### WHAT TO WORK ON:
A – In the article on Morgan Thompson's cancer, what did the swollen lymph node above her left collarbone turn out to be?
B – Pick up the article on Morgan Thompson's cancer after its last sentence and continue it.

### GIVEN TEXT:
◆ ◆ ◆ ◆ ◆ ◆ ◆

It was July 2009, and Morgan Thompson was 26 and living her dream, working for Redbook magazine in New York City, when a surgeon delivered shocking news.
A swollen lymph node, just above her left collarbone, had turned out to be malignant – Hodgkin’s lymphoma.
Thompson burst into tears. Then she turned to her family and friends for support. She was told by doctors that, if she had to get cancer, this was the kind to get because the cure rate is high, 90 percent or better.
But after six months of chemotherapy and a stem cell transplant, her scans still showed the presence of cancer cells. Her disease was more aggressive than most, and four years later, she continues treatment, taking experimental drugs as part of a clinical trial.
Now 30, Thompson will tell her story Friday at a fundraiser for the Belva Wallace Greenage Cancer Foundation. The Charlotte-based group was created in 2010 by Belva Greenage, a two-time cancer survivor, former bank executive and publisher of Today’s Charlotte Woman.
Thompson’s mother, Linda Lockman-Brooks, a Charlotte marketing executive, became friends with Greenage when both worked at Bank of America. Lockman-Brooks admired the way Greenage handled her disease and turned to her for advice and comfort when her daughter was diagnosed.
“One of the first calls I made was to Belva,” Lockman-Brooks said. “She was really my safe place.”
This spring, when Greenage was planning her fifth annual “Coffee & Conversation” program, she invited Thompson to be a speaker. She wanted someone young to talk about “claiming your best life,” Lockman-Brooks said. Coincidentally, Thompson’s new job as associate merchandising director with Seventeen magazine would be bringing her to Raleigh this week. She accepted the invitation.

◆ ◆ ◆ ◆ ◆ ◆ ◆

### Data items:
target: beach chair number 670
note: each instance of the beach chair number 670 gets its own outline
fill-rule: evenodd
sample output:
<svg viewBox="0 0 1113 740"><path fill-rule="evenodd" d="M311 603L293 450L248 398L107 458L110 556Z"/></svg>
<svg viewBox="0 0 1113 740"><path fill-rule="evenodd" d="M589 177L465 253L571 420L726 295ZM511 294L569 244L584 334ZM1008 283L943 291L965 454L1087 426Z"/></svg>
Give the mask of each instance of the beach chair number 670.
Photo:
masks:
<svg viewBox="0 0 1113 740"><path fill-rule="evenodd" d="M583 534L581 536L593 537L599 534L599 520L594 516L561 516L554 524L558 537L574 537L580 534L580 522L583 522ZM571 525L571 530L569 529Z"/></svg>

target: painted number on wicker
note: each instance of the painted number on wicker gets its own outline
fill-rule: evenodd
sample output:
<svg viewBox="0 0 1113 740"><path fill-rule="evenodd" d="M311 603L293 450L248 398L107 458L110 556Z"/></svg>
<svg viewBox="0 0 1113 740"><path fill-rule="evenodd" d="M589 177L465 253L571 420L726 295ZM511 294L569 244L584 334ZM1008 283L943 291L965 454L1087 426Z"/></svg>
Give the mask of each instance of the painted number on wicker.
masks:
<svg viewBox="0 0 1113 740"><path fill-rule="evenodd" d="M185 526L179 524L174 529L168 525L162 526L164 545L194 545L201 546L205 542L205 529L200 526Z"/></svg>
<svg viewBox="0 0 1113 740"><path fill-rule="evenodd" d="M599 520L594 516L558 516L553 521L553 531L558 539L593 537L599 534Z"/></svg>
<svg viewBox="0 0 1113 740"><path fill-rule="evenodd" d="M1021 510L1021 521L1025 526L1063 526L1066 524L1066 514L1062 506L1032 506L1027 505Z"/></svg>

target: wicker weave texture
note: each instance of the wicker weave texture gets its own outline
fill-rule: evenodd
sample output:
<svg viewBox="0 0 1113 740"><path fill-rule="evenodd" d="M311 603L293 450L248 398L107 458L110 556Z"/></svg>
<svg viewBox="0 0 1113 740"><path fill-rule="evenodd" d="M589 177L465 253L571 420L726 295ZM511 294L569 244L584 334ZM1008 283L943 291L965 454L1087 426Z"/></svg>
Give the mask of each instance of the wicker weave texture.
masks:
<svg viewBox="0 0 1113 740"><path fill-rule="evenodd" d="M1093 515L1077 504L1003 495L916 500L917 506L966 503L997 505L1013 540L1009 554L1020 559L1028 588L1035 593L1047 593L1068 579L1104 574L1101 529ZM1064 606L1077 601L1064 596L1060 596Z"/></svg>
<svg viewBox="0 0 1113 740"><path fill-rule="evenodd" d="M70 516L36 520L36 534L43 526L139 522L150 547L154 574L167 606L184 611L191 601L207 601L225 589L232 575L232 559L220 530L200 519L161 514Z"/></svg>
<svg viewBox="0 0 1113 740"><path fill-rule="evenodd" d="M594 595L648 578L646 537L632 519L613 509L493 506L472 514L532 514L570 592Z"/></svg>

◆ ◆ ◆ ◆ ◆ ◆ ◆

### ANSWERS FOR EACH ITEM:
A – Hodgkin's lymphoma

B –
Other speakers will be Moira Quinn, also a cancer survivor and senior vice president for communications at Charlotte Center City Partners, and Dr. Russell Greenfield with Greenfield Integrative Healthcare.
“I want my daughter to live the best life she can live,” said Lockman-Brooks, who will be in the audience with her husband, Wil Brooks, a State Farm insurance agent.
“These are the cards she’s been dealt, but I’m so pleased that she’s living her best life, and she’s taking care of herself. That’s the best message for me.”
In an interview, Thompson acknowledged there have been times over the years when she felt defeated. But she refused to let cancer define her. A 2004 journalism graduate from UNC Chapel Hill, she continues to pursue her career goals and also married Ross Thompson on June 4, 2011, while in the midst of chemotherapy.
Cancer “is just a part of my life now,” Thompson said. “I think about it, but my life is so full that I don’t dwell on it.
“This is an awful thing that has happened to me, but I won’t let it keep me from reaching for my dreams.”